◆ Directives ◆
1. In the thread about the GCS permission error, which role does the suggested fix add for the principal?
2. Return the stretch of the thread about the GCS permission error from "tensorflow_gcs_config.configure_gcs_from_colab_auth()" through "py_logging.root.setLevel('INFO')".
3. Write the next part of the thread about the GCS permission error, picking up after its last line.

Error permission denied model in GCS
giappham opened this issue · 11 comments
Google just updated the authentication method on April 1st, leading to an error in accessing the model on the cloud. How to fix?
InvalidArgumentError: Restoring from checkpoint failed. This is most likely due to a mismatch between the current graph and the graph from the checkpoint. Please ensure that you have not altered the graph expected based on the checkpoint. Original error:
From /job:worker/replica:0/task:0:
Unsuccessful TensorSliceReader constructor: Failed to get matching files on gs://test_model/model.ckpt-524288: Permission denied: Error executing an HTTP request: HTTP response code 403 with body '{
"error": {
"code": 403,
"message": "service-495559152420@cloud-tpu.iam.gserviceaccount.com does not have storage.objects.list access to the Google Cloud Storage bucket.",
"errors": [
{
"message": "service-495559152420@cloud-tpu.iam.gserviceaccount.com does not have storage.objects.list access to the Google Cloud Storage bucket.",
"domain": "global",
"reason": "forbidden"
}
]
}
}
'
I no longer see the abc.json file when google upgrade colab. Because before google authenticated via key, now just click allow.
you can click Menu in GCS --> IAM-Admin --> add role Storage Admin for Principal
Hello,
Thank you for your answer. Unfortunately, I still have same the issue. I am running the following code in google colab:
print("Installing dependencies...")
%tensorflow_version 2.x
#!pip install -q tensorflow==2.8
#!pip install -q tensorflow-gcs-config==2.8
!pip install -q t5
import functools
import os
import time
import warnings
warnings.filterwarnings("ignore", category=DeprecationWarning)
import tensorflow.compat.v1 as tf
import tensorflow_datasets as tfds
import gin
import t5
ON_CLOUD = True
if ON_CLOUD:
print("Setting up GCS access...")
import tensorflow_gcs_config
from google.colab import auth
# Set credentials for GCS reading/writing from Colab and TPU.
TPU_TOPOLOGY = "v3-8" # v3-8
try:
tpu = tf.distribute.cluster_resolver.TPUClusterResolver() # TPU detection
TPU_ADDRESS = tpu.get_master()
print('Running on TPU:', TPU_ADDRESS)
except ValueError:
raise BaseException('ERROR: Not connected to a TPU runtime; please see the previous cell in this notebook for instructions!')
auth.authenticate_user()
tf.config.experimental_connect_to_host(TPU_ADDRESS)
tensorflow_gcs_config.configure_gcs_from_colab_auth()
tf.disable_v2_behavior()
# Improve logging.
from contextlib import contextmanager
import logging as py_logging
if ON_CLOUD:
tf.get_logger().propagate = False
py_logging.root.setLevel('INFO')

◆ Information provided ◆
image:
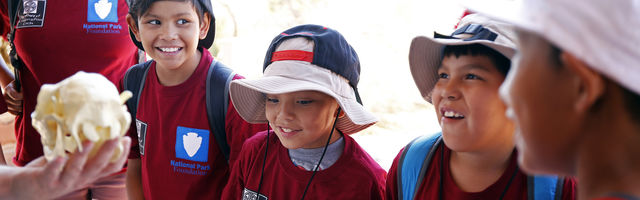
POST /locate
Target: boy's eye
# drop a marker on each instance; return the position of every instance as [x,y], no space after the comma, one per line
[472,76]
[443,76]
[154,22]
[305,102]
[182,21]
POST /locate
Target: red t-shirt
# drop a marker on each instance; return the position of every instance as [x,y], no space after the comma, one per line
[430,186]
[181,158]
[355,175]
[71,38]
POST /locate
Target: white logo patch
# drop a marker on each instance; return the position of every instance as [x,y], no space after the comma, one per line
[191,143]
[103,8]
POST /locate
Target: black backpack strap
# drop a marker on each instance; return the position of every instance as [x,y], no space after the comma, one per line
[217,99]
[134,81]
[16,62]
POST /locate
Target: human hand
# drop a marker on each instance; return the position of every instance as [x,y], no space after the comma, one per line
[61,176]
[13,99]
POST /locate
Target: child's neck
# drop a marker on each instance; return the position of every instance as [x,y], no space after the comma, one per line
[608,161]
[476,171]
[178,75]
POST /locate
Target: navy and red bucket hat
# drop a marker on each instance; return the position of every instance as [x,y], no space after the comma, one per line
[306,58]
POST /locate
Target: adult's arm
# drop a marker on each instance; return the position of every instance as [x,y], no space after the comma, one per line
[41,179]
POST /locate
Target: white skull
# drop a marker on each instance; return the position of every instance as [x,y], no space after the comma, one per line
[85,106]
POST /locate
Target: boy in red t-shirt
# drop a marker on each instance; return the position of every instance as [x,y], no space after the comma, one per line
[574,92]
[475,157]
[308,95]
[176,156]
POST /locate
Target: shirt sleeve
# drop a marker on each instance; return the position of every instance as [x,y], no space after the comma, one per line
[5,26]
[392,179]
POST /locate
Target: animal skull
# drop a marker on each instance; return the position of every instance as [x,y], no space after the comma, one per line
[85,106]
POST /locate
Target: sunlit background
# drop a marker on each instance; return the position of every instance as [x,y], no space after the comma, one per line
[379,31]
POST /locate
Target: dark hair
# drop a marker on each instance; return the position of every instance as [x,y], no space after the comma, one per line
[501,62]
[631,99]
[137,8]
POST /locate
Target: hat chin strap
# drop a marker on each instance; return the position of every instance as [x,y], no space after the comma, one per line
[317,165]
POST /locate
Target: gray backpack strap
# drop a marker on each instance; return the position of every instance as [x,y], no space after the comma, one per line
[134,82]
[217,98]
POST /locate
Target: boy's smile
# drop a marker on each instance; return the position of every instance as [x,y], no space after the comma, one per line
[467,104]
[302,119]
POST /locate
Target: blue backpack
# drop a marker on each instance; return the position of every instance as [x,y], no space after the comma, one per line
[411,172]
[217,98]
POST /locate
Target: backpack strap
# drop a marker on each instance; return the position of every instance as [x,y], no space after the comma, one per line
[410,171]
[134,81]
[544,187]
[16,61]
[218,102]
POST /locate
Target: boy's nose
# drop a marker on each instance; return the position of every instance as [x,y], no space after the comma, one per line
[451,91]
[169,33]
[285,112]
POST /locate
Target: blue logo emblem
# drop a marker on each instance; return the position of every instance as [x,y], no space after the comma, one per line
[102,11]
[192,144]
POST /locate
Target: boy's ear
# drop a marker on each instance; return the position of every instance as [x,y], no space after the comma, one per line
[342,113]
[204,26]
[591,84]
[133,25]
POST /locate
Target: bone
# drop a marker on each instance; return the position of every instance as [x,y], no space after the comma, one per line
[85,106]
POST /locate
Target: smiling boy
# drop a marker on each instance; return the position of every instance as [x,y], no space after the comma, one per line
[308,95]
[177,155]
[474,156]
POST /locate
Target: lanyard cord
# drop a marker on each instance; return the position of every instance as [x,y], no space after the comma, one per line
[263,162]
[323,152]
[441,188]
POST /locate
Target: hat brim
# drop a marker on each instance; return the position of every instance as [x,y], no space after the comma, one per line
[249,99]
[425,57]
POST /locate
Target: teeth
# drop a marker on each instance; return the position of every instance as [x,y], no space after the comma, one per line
[449,114]
[169,49]
[452,114]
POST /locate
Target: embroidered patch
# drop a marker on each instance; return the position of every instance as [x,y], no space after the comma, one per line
[31,13]
[192,144]
[141,129]
[248,194]
[102,11]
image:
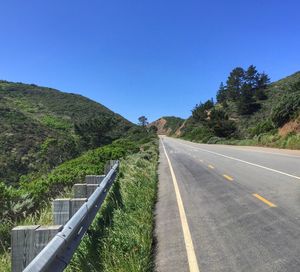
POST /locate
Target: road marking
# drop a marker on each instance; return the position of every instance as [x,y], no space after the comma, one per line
[264,200]
[250,163]
[192,260]
[228,177]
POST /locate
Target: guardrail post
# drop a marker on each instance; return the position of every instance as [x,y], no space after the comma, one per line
[94,179]
[22,247]
[90,189]
[27,242]
[43,235]
[61,211]
[80,190]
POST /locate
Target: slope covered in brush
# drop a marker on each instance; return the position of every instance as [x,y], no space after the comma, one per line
[42,127]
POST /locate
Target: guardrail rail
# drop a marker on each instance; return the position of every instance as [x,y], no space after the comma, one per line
[54,246]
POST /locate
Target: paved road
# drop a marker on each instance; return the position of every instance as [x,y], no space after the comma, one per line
[226,208]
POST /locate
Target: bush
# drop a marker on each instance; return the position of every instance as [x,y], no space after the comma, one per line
[199,134]
[261,127]
[288,108]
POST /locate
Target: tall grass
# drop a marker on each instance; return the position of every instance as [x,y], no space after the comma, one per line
[121,237]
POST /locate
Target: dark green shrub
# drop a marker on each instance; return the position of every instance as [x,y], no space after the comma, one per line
[261,127]
[288,108]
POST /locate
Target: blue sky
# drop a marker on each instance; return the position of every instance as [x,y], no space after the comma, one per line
[146,57]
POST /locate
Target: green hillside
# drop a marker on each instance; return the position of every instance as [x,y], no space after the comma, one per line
[249,110]
[167,125]
[42,127]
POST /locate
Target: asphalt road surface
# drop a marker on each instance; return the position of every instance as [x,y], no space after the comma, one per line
[227,208]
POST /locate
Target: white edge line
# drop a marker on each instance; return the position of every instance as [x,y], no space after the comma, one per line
[192,260]
[239,160]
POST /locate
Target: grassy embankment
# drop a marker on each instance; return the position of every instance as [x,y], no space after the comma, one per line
[73,171]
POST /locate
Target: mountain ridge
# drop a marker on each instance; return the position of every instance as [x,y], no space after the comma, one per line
[42,127]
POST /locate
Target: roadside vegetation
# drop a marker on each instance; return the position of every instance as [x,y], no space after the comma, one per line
[41,128]
[249,110]
[29,202]
[121,237]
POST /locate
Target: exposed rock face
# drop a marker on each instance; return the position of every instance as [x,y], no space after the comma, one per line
[160,125]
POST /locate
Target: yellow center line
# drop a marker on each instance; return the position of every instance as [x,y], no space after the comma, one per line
[228,177]
[192,260]
[264,200]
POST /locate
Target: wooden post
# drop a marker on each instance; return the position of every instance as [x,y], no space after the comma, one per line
[75,204]
[43,235]
[61,211]
[90,189]
[22,246]
[27,242]
[94,179]
[80,190]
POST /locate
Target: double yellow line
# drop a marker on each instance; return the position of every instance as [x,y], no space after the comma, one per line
[269,203]
[192,260]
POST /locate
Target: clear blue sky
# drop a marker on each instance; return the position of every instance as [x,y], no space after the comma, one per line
[146,57]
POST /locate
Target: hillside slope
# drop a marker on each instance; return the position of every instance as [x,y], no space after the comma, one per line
[42,127]
[167,125]
[275,121]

◆ Expected results ◆
1. Storage Admin

2.
tensorflow_gcs_config.configure_gcs_from_colab_auth()
tf.disable_v2_behavior()
# Improve logging.
from contextlib import contextmanager
import logging as py_logging
if ON_CLOUD:
tf.get_logger().propagate = False
py_logging.root.setLevel('INFO')

3.
@contextmanager
def tf_verbosity_level(level):
og_level = tf.logging.get_verbosity()
tf.logging.set_verbosity(level)
yield
tf.logging.set_verbosity(og_level)
Thank you in advance.
Hello, my code it's working.
From the code I commented those lines:
tf.config.experimental_connect_to_host(TPU_ADDRESS)
tensorflow_gcs_config.configure_gcs_from_colab_auth()
Later, each bucket has some persmissions as the image shows:
So, I add the permissions are indicated in the following image:
The most important it's that I had to make public my bucket. Otherwise, it did not work.
you can click Menu in GCS --> IAM-Admin --> add role Storage Admin for Principal
Let me clarify this. We have to grant the appropriate storage role for TPU service account: service-495559152420@cloud-tpu.iam.gserviceaccount.com. For our case, just storage admin solved the problem.
I have made my bucker public by making allUsers role of storage admin just like @JessicaLopezEspejel 's screenshot shows but still it gives me error of FileNotFoundError: [Errno 2] No such file or directory: '/content/adc.json'
.
Does anyone know why it might be the case? Thanks.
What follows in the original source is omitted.